#### [TASK GOAL]
In the entries below, find the line with "positive clicks: (287, 153)" and the line with "366L162 467L181 464L197". Return those two lines and all lines between them, exactly.

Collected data
++++++++++++++++++++

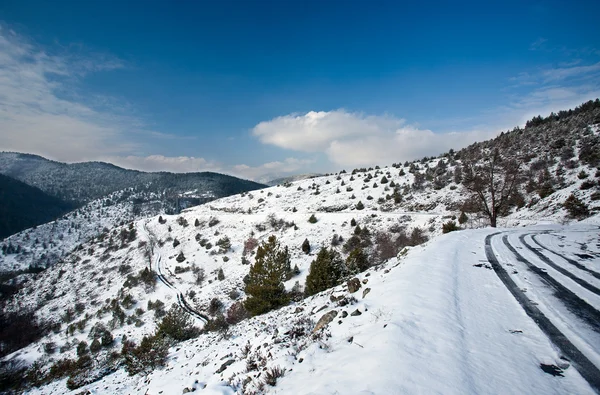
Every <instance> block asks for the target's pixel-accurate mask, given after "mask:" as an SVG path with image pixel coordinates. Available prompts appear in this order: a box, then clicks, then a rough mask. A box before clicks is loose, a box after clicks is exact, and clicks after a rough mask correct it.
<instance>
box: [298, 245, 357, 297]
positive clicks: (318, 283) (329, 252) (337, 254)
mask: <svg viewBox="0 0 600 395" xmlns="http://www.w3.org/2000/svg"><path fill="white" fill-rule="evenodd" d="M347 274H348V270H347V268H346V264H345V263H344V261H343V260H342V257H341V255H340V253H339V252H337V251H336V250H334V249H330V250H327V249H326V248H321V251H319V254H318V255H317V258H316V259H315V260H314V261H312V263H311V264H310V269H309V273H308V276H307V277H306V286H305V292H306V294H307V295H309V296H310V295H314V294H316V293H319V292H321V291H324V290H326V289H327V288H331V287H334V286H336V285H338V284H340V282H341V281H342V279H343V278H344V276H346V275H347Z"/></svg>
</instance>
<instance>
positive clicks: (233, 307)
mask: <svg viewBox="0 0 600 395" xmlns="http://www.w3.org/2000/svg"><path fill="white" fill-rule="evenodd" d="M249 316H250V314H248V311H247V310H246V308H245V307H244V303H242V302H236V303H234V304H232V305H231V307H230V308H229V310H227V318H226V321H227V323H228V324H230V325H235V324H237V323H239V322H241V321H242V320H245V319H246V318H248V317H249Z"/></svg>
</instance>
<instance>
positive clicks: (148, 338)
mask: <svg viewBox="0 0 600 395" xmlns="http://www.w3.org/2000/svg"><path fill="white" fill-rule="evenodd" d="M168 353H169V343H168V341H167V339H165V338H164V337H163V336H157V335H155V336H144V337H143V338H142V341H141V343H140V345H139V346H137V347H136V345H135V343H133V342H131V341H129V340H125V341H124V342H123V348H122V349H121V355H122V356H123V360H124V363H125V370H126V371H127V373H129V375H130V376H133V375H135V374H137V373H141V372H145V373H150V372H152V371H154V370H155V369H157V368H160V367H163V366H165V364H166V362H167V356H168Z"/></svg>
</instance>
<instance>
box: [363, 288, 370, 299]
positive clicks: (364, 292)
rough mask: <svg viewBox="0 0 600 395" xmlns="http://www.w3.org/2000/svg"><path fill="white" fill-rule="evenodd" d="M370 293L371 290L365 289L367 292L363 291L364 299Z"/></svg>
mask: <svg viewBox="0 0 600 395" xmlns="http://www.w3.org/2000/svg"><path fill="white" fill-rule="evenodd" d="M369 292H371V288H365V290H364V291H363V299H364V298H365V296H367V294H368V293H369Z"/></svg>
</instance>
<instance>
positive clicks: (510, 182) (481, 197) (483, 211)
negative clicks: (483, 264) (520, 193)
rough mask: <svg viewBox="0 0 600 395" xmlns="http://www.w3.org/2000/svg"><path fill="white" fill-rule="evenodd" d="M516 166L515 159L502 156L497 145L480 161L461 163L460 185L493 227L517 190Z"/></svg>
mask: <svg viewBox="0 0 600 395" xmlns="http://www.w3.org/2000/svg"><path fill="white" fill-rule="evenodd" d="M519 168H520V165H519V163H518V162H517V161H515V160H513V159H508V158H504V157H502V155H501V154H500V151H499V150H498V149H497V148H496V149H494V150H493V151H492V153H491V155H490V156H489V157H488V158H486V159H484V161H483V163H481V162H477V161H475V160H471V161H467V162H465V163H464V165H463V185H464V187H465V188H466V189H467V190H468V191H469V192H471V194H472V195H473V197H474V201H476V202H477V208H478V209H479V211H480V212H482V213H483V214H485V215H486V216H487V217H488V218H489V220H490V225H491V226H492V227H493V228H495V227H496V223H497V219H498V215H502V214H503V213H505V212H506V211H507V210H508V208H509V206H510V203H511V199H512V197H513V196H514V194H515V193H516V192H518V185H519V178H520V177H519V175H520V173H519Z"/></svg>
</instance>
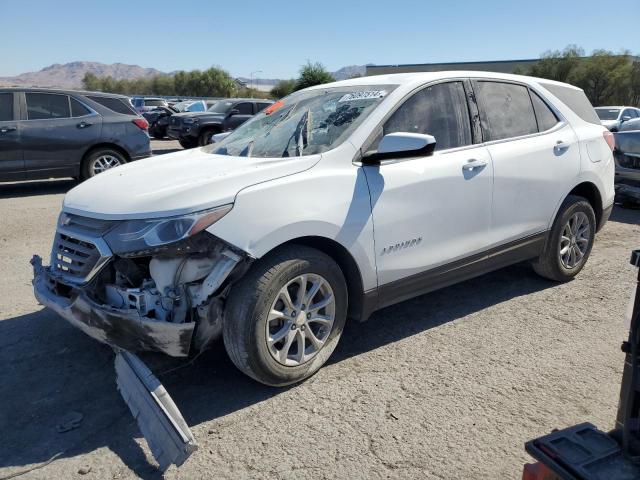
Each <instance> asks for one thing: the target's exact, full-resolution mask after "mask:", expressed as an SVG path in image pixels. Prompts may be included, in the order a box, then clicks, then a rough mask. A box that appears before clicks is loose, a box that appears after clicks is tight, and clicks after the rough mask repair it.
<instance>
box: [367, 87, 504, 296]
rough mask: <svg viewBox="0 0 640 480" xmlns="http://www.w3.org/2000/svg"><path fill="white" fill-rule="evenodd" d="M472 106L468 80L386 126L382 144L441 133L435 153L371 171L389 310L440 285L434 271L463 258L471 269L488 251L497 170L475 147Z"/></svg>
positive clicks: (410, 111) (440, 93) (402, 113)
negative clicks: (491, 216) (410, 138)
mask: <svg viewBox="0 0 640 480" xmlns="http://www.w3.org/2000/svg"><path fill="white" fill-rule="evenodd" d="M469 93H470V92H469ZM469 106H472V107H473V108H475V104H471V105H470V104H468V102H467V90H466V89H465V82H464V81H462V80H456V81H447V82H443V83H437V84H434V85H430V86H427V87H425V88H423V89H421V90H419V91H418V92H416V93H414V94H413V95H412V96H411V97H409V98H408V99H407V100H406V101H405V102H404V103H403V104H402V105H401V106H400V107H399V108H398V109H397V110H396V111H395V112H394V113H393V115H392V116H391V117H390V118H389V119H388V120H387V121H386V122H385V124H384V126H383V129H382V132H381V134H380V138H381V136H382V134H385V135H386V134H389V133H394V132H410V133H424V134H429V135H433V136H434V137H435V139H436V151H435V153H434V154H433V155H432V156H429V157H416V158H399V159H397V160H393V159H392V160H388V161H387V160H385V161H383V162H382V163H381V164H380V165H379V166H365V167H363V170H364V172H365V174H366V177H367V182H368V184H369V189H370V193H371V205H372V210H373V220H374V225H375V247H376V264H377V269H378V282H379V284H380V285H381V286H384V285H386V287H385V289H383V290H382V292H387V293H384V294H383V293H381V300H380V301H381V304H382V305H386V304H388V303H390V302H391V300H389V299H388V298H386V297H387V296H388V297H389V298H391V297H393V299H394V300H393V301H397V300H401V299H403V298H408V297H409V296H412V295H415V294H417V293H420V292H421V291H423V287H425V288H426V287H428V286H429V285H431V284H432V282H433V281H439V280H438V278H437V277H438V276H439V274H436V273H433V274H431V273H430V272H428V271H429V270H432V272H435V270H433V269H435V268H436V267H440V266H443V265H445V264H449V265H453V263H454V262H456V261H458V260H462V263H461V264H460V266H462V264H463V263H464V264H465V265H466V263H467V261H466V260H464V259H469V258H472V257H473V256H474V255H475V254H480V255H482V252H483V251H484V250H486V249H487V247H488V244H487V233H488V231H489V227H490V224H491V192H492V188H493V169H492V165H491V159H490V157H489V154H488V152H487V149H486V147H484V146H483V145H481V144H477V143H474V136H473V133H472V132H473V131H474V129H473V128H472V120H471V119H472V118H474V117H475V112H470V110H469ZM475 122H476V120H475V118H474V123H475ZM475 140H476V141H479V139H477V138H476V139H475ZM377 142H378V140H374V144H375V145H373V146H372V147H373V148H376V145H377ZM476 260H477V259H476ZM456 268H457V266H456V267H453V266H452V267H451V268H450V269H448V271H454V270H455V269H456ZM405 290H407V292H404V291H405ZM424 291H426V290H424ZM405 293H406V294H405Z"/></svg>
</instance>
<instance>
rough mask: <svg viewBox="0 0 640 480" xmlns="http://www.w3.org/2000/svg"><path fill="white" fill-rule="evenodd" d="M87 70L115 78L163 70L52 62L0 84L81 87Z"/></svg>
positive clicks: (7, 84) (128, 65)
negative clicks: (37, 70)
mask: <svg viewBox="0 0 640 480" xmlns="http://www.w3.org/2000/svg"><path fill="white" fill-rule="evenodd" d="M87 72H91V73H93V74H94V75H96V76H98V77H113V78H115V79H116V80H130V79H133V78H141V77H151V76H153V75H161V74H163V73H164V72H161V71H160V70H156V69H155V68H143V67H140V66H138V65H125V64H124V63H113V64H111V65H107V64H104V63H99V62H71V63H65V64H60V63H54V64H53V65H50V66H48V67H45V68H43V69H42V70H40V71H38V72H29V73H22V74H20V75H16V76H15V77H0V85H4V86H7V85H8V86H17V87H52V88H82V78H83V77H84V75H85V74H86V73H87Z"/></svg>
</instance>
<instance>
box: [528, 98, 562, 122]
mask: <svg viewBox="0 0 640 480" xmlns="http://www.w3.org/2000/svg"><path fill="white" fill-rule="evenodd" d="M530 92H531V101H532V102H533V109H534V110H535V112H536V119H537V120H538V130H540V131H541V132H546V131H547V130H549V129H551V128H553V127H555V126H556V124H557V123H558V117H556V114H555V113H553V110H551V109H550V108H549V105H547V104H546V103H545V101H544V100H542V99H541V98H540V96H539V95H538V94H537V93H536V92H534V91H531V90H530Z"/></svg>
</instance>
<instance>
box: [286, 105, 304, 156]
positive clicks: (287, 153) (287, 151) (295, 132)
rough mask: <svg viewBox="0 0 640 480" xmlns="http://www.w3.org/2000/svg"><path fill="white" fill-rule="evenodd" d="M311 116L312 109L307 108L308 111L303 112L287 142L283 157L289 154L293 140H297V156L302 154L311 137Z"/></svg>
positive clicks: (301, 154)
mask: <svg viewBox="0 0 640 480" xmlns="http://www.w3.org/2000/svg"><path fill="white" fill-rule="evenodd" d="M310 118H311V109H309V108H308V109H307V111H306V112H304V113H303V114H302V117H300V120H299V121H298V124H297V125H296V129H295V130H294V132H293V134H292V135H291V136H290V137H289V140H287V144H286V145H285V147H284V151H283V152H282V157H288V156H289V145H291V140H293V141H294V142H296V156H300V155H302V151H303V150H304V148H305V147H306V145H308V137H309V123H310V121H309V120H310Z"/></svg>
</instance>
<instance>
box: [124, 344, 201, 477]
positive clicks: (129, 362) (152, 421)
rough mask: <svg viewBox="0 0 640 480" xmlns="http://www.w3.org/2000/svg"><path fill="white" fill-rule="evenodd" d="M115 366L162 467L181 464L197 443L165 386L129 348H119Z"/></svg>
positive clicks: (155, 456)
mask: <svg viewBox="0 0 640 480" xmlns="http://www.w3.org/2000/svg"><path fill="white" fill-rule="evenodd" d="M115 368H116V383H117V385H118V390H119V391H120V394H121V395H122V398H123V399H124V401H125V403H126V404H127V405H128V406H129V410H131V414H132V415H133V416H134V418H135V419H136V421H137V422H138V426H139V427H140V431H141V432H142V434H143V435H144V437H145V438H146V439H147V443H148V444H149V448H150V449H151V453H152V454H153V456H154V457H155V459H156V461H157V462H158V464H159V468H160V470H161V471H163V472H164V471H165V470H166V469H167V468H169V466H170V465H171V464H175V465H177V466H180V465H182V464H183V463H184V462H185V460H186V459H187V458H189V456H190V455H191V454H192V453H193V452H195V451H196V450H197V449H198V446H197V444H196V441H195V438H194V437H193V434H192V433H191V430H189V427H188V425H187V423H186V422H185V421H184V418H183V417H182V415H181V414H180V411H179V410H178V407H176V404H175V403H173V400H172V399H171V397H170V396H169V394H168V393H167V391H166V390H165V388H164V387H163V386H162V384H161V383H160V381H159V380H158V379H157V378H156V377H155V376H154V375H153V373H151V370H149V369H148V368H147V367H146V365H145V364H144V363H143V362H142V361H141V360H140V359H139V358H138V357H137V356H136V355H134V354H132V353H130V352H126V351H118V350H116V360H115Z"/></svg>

++++++++++++++++++++

#### [SOLUTION FOR THIS PROBLEM]
positive clicks: (287, 153) (287, 151) (295, 132)
rough mask: <svg viewBox="0 0 640 480" xmlns="http://www.w3.org/2000/svg"><path fill="white" fill-rule="evenodd" d="M311 116L312 109L307 108L308 111L303 112L287 142L283 157L289 154L293 140H297V156L302 154L311 137Z"/></svg>
positive clicks: (301, 154)
mask: <svg viewBox="0 0 640 480" xmlns="http://www.w3.org/2000/svg"><path fill="white" fill-rule="evenodd" d="M310 118H311V109H309V108H308V109H307V111H306V112H304V113H303V114H302V117H300V120H299V121H298V124H297V125H296V129H295V130H294V132H293V134H292V135H291V136H290V137H289V140H287V144H286V145H285V147H284V151H283V152H282V157H288V156H289V145H291V140H293V141H294V142H296V156H300V155H302V151H303V150H304V148H305V147H306V145H308V137H309V123H310V121H309V120H310Z"/></svg>
</instance>
<instance>
box: [124, 344, 201, 477]
positive clicks: (129, 362) (152, 421)
rough mask: <svg viewBox="0 0 640 480" xmlns="http://www.w3.org/2000/svg"><path fill="white" fill-rule="evenodd" d="M115 366L162 467L181 464L197 443L165 386L129 348H119Z"/></svg>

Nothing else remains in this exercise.